Your task: Would you repeat exactly the part of the listing below that runs from the line containing "Query: black backpack" down to the line containing "Query: backpack", inclusive, and nothing else?

========

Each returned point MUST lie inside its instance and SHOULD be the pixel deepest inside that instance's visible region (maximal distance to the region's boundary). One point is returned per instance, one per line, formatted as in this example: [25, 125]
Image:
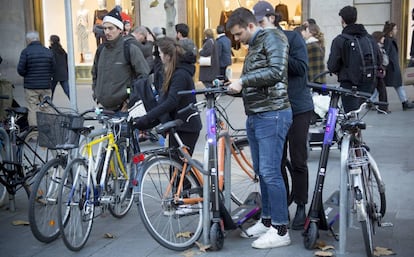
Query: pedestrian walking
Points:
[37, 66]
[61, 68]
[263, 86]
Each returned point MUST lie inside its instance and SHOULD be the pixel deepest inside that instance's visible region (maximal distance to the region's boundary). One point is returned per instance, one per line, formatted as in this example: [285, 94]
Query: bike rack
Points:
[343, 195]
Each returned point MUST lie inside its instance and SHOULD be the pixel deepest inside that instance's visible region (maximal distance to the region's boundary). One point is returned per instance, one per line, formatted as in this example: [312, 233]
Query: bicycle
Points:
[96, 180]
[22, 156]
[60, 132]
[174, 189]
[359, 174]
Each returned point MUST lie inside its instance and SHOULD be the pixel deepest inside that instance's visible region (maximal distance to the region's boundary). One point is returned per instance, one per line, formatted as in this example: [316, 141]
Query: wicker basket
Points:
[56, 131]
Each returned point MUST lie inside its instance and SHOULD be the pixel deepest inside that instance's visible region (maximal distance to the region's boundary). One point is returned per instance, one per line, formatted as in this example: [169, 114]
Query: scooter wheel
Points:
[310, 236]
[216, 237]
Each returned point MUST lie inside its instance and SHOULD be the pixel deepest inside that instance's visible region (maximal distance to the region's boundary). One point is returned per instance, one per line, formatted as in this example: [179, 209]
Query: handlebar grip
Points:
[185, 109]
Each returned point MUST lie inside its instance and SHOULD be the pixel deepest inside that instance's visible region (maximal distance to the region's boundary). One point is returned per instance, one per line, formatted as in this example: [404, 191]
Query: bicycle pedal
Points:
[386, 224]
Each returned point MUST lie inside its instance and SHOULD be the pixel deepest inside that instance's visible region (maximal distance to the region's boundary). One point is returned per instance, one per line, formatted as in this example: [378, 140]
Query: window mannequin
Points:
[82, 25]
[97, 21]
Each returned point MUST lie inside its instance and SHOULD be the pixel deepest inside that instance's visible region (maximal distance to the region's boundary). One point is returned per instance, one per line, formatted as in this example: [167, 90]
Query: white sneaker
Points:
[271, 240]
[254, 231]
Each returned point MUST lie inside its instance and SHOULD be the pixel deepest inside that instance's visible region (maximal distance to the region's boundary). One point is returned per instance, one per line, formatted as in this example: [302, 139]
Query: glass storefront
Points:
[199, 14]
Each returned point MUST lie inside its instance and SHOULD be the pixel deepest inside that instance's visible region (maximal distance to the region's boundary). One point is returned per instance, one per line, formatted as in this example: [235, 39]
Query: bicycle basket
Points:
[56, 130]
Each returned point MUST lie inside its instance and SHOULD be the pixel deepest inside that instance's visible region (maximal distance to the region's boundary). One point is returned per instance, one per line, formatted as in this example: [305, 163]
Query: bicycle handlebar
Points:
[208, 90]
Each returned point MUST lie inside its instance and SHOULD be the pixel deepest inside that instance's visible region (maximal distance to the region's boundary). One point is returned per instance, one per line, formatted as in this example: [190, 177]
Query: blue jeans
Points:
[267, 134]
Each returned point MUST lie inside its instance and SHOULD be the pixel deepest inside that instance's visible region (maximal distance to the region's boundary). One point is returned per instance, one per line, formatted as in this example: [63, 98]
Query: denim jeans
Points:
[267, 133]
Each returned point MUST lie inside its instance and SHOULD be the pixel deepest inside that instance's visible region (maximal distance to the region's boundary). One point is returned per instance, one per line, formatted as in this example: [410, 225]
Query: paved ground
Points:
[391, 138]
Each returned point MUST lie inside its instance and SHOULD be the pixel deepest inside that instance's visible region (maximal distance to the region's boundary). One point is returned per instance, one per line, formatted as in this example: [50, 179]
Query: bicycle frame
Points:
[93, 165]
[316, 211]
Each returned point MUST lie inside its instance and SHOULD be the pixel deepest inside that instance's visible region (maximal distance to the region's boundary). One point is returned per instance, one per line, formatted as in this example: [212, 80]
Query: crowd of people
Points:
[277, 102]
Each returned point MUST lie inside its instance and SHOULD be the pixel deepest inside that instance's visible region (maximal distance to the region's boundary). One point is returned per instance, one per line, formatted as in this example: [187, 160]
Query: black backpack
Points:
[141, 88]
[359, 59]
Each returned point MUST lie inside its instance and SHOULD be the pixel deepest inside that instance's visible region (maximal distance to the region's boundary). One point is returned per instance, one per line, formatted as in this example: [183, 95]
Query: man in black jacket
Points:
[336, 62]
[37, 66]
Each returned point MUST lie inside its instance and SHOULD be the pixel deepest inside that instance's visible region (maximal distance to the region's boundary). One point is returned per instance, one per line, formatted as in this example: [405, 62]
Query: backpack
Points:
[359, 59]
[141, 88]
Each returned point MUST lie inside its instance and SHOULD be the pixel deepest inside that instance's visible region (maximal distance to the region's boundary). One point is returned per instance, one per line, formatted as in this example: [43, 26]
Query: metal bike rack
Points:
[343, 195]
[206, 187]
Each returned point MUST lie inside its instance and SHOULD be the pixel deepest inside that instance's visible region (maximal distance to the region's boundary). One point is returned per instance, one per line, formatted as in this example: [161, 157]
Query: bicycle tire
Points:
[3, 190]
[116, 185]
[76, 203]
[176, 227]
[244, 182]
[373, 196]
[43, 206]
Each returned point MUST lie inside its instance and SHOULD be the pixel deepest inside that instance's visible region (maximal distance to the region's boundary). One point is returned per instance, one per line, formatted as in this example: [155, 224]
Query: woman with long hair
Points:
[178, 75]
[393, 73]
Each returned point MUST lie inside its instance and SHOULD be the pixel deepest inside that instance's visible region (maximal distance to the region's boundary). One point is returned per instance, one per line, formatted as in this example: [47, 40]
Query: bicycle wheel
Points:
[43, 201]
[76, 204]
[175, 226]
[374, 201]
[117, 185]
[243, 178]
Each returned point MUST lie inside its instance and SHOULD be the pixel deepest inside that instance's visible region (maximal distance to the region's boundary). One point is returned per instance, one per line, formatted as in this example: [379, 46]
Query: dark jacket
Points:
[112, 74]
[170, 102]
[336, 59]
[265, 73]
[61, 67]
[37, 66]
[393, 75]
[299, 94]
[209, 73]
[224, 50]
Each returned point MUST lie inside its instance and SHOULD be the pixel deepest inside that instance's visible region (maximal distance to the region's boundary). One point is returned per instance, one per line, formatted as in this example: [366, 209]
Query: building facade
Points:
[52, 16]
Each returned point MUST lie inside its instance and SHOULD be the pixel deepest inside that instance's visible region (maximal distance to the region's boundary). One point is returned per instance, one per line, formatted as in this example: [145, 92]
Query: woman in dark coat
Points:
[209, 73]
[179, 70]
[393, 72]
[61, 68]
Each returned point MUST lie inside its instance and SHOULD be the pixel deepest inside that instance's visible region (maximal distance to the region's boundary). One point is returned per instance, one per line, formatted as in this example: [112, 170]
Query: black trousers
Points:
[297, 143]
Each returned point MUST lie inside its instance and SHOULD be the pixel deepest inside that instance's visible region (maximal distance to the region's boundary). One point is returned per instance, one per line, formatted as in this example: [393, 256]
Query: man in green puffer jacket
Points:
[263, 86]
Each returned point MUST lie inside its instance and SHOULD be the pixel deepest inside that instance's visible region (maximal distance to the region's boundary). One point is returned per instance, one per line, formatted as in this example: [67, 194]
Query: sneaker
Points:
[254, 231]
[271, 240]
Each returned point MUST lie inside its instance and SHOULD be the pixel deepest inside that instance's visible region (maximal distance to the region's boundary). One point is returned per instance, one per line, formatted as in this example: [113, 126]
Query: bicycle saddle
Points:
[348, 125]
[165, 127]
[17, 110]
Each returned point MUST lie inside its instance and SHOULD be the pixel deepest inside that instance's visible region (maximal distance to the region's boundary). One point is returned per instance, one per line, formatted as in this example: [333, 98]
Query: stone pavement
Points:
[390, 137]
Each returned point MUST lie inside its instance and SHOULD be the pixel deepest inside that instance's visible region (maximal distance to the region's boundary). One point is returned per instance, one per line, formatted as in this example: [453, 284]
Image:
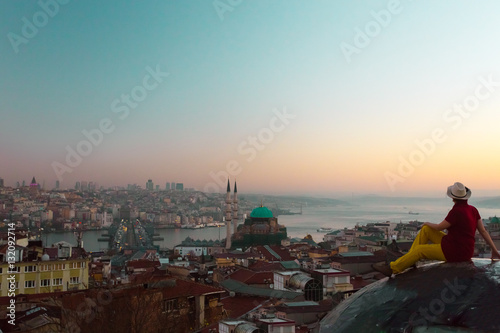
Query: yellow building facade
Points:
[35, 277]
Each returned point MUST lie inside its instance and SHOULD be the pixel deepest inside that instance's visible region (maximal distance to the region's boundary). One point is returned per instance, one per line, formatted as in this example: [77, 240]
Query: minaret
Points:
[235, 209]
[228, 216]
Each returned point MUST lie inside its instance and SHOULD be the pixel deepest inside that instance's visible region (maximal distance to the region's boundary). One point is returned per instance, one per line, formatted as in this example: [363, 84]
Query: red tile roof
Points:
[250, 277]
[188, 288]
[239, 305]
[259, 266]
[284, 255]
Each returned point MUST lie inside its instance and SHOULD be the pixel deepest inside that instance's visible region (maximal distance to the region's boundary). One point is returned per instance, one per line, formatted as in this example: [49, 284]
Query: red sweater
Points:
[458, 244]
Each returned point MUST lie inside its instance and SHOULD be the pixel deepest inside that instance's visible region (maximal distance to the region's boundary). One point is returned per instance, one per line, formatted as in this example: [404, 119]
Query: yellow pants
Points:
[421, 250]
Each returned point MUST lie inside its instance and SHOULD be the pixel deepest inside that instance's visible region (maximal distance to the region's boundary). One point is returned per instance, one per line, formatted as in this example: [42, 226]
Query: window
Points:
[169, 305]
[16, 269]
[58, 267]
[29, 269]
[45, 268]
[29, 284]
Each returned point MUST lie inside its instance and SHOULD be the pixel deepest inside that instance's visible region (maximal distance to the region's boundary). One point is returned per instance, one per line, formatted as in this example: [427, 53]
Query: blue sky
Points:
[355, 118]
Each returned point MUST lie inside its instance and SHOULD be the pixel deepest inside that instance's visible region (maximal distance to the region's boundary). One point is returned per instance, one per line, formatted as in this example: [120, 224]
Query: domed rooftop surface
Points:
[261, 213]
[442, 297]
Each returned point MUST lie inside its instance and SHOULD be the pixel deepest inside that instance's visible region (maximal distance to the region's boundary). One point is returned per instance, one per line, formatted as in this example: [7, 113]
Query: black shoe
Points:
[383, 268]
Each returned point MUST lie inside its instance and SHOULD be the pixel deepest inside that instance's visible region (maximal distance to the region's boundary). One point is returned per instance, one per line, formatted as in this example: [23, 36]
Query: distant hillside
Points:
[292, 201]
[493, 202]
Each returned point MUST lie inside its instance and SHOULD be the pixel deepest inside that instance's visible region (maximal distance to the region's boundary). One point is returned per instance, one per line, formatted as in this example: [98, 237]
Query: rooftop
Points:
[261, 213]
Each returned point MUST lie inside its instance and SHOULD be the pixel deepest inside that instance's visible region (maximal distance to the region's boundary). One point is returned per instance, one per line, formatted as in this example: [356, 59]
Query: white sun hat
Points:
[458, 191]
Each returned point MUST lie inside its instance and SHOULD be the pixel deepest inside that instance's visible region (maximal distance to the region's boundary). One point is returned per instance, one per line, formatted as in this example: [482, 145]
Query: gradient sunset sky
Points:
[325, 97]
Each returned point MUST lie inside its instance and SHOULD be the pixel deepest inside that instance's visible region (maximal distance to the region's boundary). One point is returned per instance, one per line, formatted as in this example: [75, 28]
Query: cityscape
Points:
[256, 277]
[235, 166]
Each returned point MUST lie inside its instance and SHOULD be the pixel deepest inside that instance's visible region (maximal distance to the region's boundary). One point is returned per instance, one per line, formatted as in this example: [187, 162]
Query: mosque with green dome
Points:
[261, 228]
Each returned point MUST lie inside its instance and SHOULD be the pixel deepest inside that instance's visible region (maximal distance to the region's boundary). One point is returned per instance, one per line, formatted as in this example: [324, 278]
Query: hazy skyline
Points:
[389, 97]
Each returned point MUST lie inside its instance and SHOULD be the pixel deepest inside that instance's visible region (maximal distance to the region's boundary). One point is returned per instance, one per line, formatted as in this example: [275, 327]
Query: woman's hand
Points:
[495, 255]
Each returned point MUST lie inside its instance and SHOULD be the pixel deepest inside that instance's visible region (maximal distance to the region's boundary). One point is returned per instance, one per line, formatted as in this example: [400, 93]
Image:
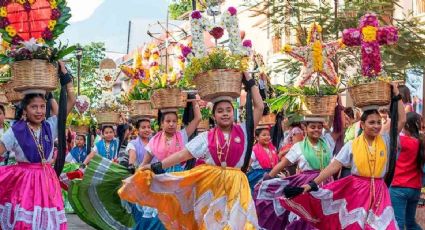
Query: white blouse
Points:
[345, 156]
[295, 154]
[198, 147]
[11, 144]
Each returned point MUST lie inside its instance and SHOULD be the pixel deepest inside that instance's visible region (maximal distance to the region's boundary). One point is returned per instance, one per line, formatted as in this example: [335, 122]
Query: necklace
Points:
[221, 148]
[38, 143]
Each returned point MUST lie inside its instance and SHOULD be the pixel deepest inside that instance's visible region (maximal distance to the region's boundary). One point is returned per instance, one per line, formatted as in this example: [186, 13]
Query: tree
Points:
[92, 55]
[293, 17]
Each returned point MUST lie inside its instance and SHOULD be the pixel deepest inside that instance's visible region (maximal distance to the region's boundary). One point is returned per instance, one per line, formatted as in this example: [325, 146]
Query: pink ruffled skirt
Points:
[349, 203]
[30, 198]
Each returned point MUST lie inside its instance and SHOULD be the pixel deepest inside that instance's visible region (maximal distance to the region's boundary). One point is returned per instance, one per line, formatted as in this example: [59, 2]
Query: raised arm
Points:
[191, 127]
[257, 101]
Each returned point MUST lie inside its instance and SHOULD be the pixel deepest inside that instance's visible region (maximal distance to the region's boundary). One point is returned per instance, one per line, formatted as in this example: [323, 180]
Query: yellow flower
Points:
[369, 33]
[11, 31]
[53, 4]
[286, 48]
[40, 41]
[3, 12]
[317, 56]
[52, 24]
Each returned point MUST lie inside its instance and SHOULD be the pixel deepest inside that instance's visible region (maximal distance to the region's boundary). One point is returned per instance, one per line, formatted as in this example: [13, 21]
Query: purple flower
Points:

========

Answer area:
Query: black backpack
Points:
[141, 88]
[359, 59]
Each returned point MUST lie inside its instance and SHOULD be the pixel deepest inside that instance's visible region (maximal distance to the region's boundary). One point is returned per instance, one per line, formatted as in this example: [183, 95]
Query: man in black jacket
Points:
[336, 62]
[37, 66]
Each returned point MUST lie inside its instance and SHOULD be the pixel deepest inside that instance's visible region (maximal distance to the region's boundary). One point is returned per instance, one per line, formatted as in this example: [405, 62]
Query: backpack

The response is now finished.